(Data items)

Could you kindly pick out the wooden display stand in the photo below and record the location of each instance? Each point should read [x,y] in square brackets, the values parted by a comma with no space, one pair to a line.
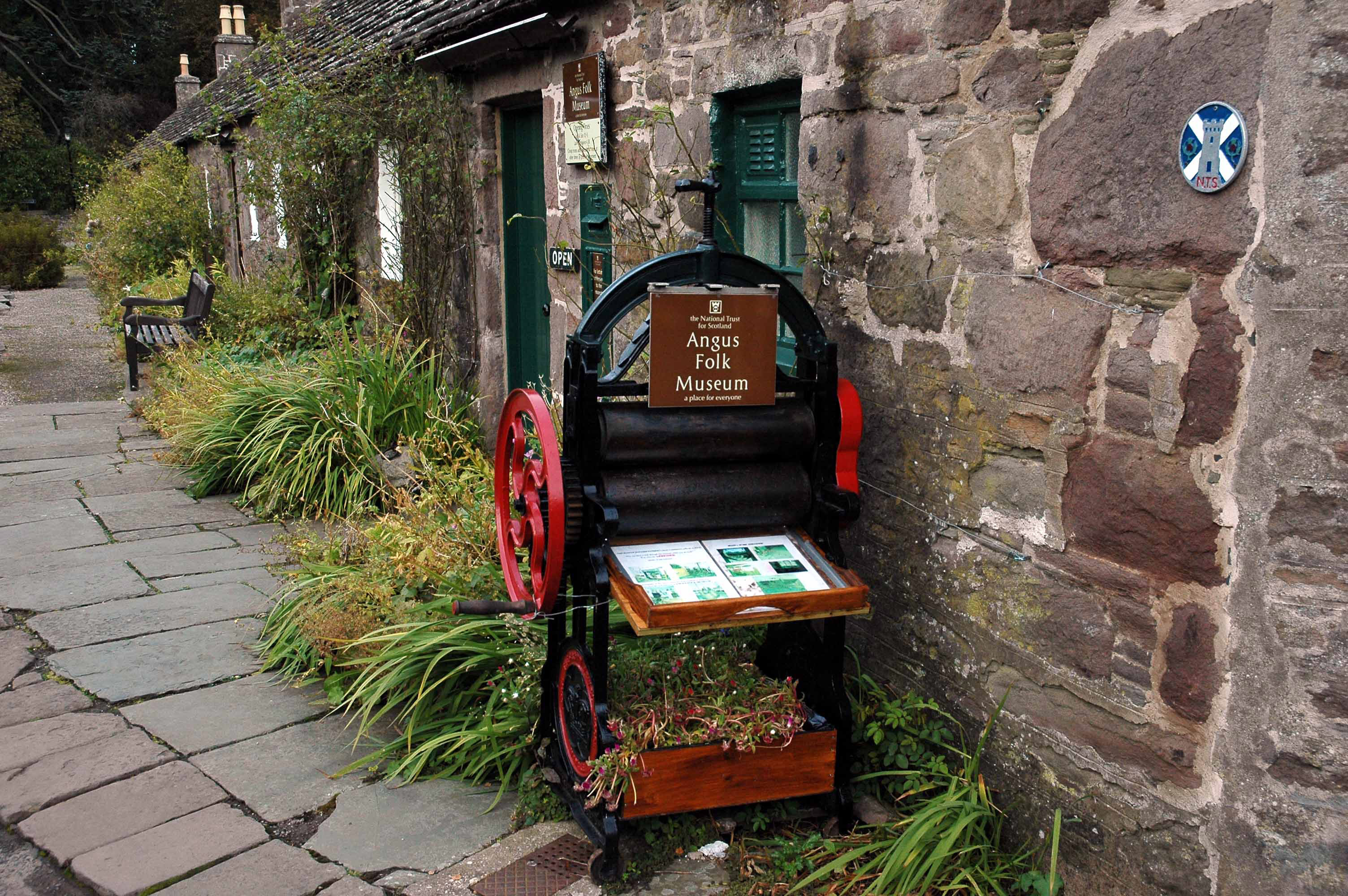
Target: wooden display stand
[720,444]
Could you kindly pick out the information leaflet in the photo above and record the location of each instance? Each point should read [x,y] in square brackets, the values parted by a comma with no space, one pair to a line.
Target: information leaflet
[684,572]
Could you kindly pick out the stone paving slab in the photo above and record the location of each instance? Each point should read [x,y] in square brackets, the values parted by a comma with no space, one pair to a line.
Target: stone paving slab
[424,827]
[37,511]
[162,663]
[118,551]
[459,879]
[352,887]
[76,586]
[27,743]
[43,700]
[11,494]
[254,577]
[227,713]
[14,655]
[25,872]
[172,515]
[272,870]
[138,535]
[286,774]
[168,851]
[151,500]
[106,421]
[77,463]
[74,451]
[52,409]
[26,539]
[229,558]
[121,810]
[90,467]
[133,479]
[43,438]
[74,771]
[115,620]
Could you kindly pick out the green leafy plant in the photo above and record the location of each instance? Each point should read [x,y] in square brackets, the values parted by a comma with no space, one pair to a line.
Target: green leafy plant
[893,731]
[30,252]
[145,219]
[317,145]
[304,437]
[685,690]
[950,841]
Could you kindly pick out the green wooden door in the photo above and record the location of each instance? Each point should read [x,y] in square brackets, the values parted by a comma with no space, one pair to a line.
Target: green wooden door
[527,301]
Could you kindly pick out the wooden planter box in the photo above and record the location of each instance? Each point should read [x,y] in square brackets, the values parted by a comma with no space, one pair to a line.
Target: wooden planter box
[685,779]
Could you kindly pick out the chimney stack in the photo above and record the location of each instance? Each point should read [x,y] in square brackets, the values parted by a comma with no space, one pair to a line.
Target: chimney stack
[293,11]
[232,43]
[185,86]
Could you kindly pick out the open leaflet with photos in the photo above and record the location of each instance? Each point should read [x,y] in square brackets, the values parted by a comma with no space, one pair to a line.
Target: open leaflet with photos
[719,569]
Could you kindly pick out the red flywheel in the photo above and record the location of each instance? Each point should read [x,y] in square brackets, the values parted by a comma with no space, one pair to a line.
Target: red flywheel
[530,500]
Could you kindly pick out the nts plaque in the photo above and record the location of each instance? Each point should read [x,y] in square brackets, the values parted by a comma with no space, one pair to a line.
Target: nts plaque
[712,348]
[585,110]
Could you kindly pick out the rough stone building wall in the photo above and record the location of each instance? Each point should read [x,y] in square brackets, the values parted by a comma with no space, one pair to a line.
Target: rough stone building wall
[1168,459]
[227,182]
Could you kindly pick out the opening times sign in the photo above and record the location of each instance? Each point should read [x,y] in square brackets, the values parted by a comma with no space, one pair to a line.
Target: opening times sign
[712,348]
[585,110]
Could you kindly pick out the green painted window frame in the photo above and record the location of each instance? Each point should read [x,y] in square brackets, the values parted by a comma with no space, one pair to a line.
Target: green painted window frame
[743,123]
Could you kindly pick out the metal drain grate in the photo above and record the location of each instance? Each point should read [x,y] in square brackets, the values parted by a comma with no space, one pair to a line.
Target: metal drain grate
[542,872]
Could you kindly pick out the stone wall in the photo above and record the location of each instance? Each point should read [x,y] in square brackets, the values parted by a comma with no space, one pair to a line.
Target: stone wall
[1118,504]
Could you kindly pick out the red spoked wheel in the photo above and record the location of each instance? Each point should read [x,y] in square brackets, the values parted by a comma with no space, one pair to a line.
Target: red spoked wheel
[573,715]
[530,502]
[850,437]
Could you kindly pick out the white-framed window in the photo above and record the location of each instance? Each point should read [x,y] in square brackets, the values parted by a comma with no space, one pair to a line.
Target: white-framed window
[254,231]
[282,240]
[390,216]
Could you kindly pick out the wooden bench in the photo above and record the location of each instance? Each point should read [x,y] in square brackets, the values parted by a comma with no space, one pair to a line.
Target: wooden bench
[147,333]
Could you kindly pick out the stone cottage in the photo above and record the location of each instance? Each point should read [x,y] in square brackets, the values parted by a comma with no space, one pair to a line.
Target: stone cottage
[1107,415]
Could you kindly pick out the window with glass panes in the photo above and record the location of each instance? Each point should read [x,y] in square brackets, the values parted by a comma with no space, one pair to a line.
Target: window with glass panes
[760,157]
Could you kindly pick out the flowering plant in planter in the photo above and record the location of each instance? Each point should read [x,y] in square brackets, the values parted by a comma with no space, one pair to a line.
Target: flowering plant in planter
[684,692]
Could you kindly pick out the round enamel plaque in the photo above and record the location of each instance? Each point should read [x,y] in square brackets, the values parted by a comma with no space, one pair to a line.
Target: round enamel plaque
[1212,147]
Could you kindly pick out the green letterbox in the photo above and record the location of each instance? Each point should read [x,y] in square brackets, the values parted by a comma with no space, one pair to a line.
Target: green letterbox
[596,243]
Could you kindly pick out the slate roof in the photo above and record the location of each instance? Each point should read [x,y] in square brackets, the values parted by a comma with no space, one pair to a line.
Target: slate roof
[417,25]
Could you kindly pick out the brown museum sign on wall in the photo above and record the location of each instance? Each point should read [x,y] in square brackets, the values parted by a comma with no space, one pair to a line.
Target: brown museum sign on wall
[713,347]
[584,110]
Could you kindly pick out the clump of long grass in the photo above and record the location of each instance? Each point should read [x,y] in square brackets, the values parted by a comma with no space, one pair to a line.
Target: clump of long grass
[302,435]
[948,843]
[449,697]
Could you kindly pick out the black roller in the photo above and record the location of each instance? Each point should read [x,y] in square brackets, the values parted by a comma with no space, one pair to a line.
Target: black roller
[634,434]
[684,499]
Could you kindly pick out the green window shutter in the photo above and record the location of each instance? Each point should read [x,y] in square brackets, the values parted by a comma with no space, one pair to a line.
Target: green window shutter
[761,176]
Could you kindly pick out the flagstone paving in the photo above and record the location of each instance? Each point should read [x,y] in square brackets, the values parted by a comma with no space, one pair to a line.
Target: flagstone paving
[139,747]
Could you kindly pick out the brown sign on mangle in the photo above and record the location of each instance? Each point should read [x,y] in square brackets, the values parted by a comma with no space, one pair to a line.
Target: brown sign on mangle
[712,348]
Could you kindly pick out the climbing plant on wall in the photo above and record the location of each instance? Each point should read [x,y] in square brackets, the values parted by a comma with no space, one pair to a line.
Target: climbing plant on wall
[317,146]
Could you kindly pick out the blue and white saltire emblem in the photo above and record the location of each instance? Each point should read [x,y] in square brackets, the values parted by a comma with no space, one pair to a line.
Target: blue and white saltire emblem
[1212,147]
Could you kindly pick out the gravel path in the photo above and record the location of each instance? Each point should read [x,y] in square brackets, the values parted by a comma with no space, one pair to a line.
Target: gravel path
[54,347]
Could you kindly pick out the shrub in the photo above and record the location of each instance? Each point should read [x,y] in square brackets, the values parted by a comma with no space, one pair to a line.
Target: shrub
[30,252]
[304,435]
[146,219]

**WORK REQUEST**
Print every record exactly, without the pictures.

**EXERCISE ANSWER**
Could you kindly pick out the wooden display stand in the photo below and record the location of each instance? Each point should read [x,y] in square brackets, the values parted by a comma with no space, one pair to a line.
Target: wooden display stand
[720,444]
Could you kindly pick out the information leaflet in the photo above and record the location of each instance? Each point should read [x,y] in square brackets, the values parted by a comma with no space, one pair to a line.
Target: information leaflet
[684,572]
Could you kindly pick out the stone paving slab in the photo above and record the location of each instance? Each point should read [x,y] in square brackets, the values parted by a comma with no space, one pair to a line.
Target: stone paving slab
[424,827]
[37,511]
[162,663]
[118,551]
[459,879]
[352,887]
[76,586]
[27,743]
[43,700]
[11,494]
[254,577]
[227,713]
[14,655]
[25,872]
[172,515]
[272,870]
[138,535]
[286,774]
[168,851]
[151,500]
[106,421]
[77,463]
[74,451]
[52,409]
[26,539]
[229,558]
[121,810]
[90,467]
[133,479]
[43,438]
[74,771]
[115,620]
Could you kindly pick out the green leafy plant in the photo above and record the location of each instance? Each point should read [x,y] in square brackets, the values parted by a comma with no space, one pair to a line.
Target: green leafy plant
[893,731]
[30,252]
[145,219]
[317,145]
[304,437]
[685,690]
[950,841]
Could you kindly pick out the green wooden door in the photo above and record the location of each instance? Each point should read [x,y] in square brackets, the values parted by a comma with no space, one pair to a line.
Target: green wooden door
[527,301]
Could you kindly pick out the wooden planter box in the photo above and record the location of each instance? Each point should read [x,y] in square brackets, the values parted by a comma with no space, one pair to a line.
Target: wooden planter box
[685,779]
Could you kindly pick out the chimney stack in the photo above and record the location of each instance? Each point should read [x,y] in square brackets, the values parted by a comma with no space, one pair to a line.
Target: chimney stack
[293,11]
[232,43]
[185,86]
Could you kindly pick out the open leaflet with photos in the photo above and record the location of each instance? Each point should read [x,y] in square brackets, the values parted by a comma with no space, one pair to a line.
Target: open leaflet with photos
[719,569]
Could you kindly pick out the red flywheel in the photo above and record the location of each instance? Each point should read [x,y] in square brackets, the values parted by a comma with no space, one pair to a line.
Target: red flywheel
[530,500]
Could you kindly pick out the nts plaque in the photo above and record the location of each instance? Each point should read [x,y] in square brackets, the values parted by a comma with no space, one pair to a line.
Target: nts plaque
[712,348]
[585,110]
Could you kindly pick out the rough stone building wall in the photo above and record the location of each instance? Each point should read [x,y] in square brackets, the values parted by a comma with no space, one pair to a line.
Target: rough stone building wall
[1168,459]
[227,182]
Could you kindly pick out the opening times sign in the photo above and record the location of each instance? Each point should read [x,y] in square brackets, the values parted by a comma with no space, one pair to a line.
Target: opening times sign
[712,348]
[585,110]
Could you kindly pick out the green painted window frame in the photo above and record the location of each instance? Each point should read [x,y] in square brackets, the values parted by a comma with no space, one pair to a line.
Target: green painted window frame
[743,123]
Could you kindly pick out the metal drain grate in the photo above and record the location of each instance? Each point should read [x,y] in square brackets, the values parted by a comma with no space, one pair to a line.
Target: metal drain grate
[542,872]
Could you kindly pick out the stone wall in the photo above and record the location of each instance? Each point should read [x,y] in square brackets, the values parted by a comma with no space, one pair to a line.
Target: stone wall
[1118,504]
Could you kindly pick out the red spoked wheel in the photo above and record the location of each instance? Each point should read [x,y] in square brackets, the values parted by a comma with no space, one pair to a line.
Target: red spoked wheel
[573,715]
[530,502]
[850,437]
Could you kindly pick out the white-framed window in the photo above and record the location of each instance? Each point should read [x,y] in square brackets, the values parted by a comma with no space, one pair to a line.
Target: white-framed window
[254,231]
[282,240]
[390,216]
Could you kindly pick out the wooden bench in the photo above and record the location of each instance? Each point should read [x,y] in square brackets, the values parted by a comma with no space, one pair to a line.
Target: wooden bench
[147,333]
Could you kindly pick out the stone cottage in the photo above and record the location of each instance? Each point should read [x,y] in square brackets, the values parted by a comma with no space, one pair to a line.
Target: stone cottage
[1107,415]
Could you kindly pick out the window with glass panes in the photo above and record the location of each instance? Each point should read [x,y] in square brackets, the values parted by a comma with no space, one pair to a line.
Target: window with glass panes
[760,157]
Could you kindly pick out the flowering plant in planter in the photo above and record the location of each instance? Each point should read [x,y] in square brackets, the values parted by a comma with no space, one pair to a line.
Target: flowering plant in planter
[684,692]
Could you kindly pick out the round enamel plaque in the photo above and record the location of each instance? Each point should read [x,y] in square brackets, the values parted by a comma with no space, one pair to a line.
Target: round enamel plaque
[1212,147]
Could you kindly pick out the green letterbox in the photo above and record the location of each instance? Each point should read [x,y] in square brackets, the values parted by a comma with no space, one pair to a line.
Target: green letterbox
[596,243]
Could you kindly pick out the slate roof in the photo above and record the location of each instance? Each point should read [x,y] in square brackets, the values parted by a comma with no space, one pair to a line.
Target: slate roof
[417,25]
Could you kindly pick out the brown museum sign on wall in the photo above and record the location of each instance? Each point should read [x,y] in square brackets, the values parted by a comma with no space, one pair to a line.
Target: brown museum sign on wall
[713,347]
[584,110]
Could you kindly pick out the clump of long grass in the photo above and record the location of each instance? Each point should read [x,y] in square brackets, the values parted by a comma with no space, one pair to a line.
Target: clump of long grass
[302,435]
[948,843]
[449,697]
Could you kindly pick out the black roller in the photo above and record the location of each instance? Each point should read [x,y] in square brackets, the values parted by a comma with no space, one pair to a line.
Target: black roller
[634,434]
[684,499]
Could you kindly pick out the green window shutter in the photo above and record the location of each instance? Each point should read [x,y] in square brackets, the values parted by a comma with no space, one pair to a line.
Target: green window shutter
[761,176]
Could you kindly pick out the flagstone paving in the photo above and record the location of each instance? Each point should read [x,y] in square brackets, the values parted by a comma with no space, one pair to a line.
Target: flagstone paving
[139,747]
Could you kindly pick out the brown sign on mangle in the photo above and record the location of each instance? Each point should read [x,y] in square brackets, the values parted by a comma with no space, one pair to a line.
Target: brown sign on mangle
[712,348]
Could you kindly pick out the climbing plant on wall in the photo above and record the location of each instance? Each point should read [x,y] in square brackets, the values parted by a comma with no space, one pair to a line.
Target: climbing plant on wall
[317,146]
Could you kindly pick out the blue and white saltire emblem in the photo above and record the location of each instance? Each point should read [x,y] in square brackets, the values parted by a comma with no space, one pair to a line.
Target: blue and white saltire emblem
[1212,147]
Could you kindly pick out the gravel path in the photo above and record the location of each instance? Each point should read [x,y] in square brackets, the values parted by a comma with no space, one pair to a line.
Target: gravel path
[54,347]
Could you kindly pick out the shrub in the photo above and record the location of each instance? Each point should read [x,y] in square brackets, the values parted by a comma with no space, one pair to a line.
Target: shrub
[30,252]
[304,435]
[146,219]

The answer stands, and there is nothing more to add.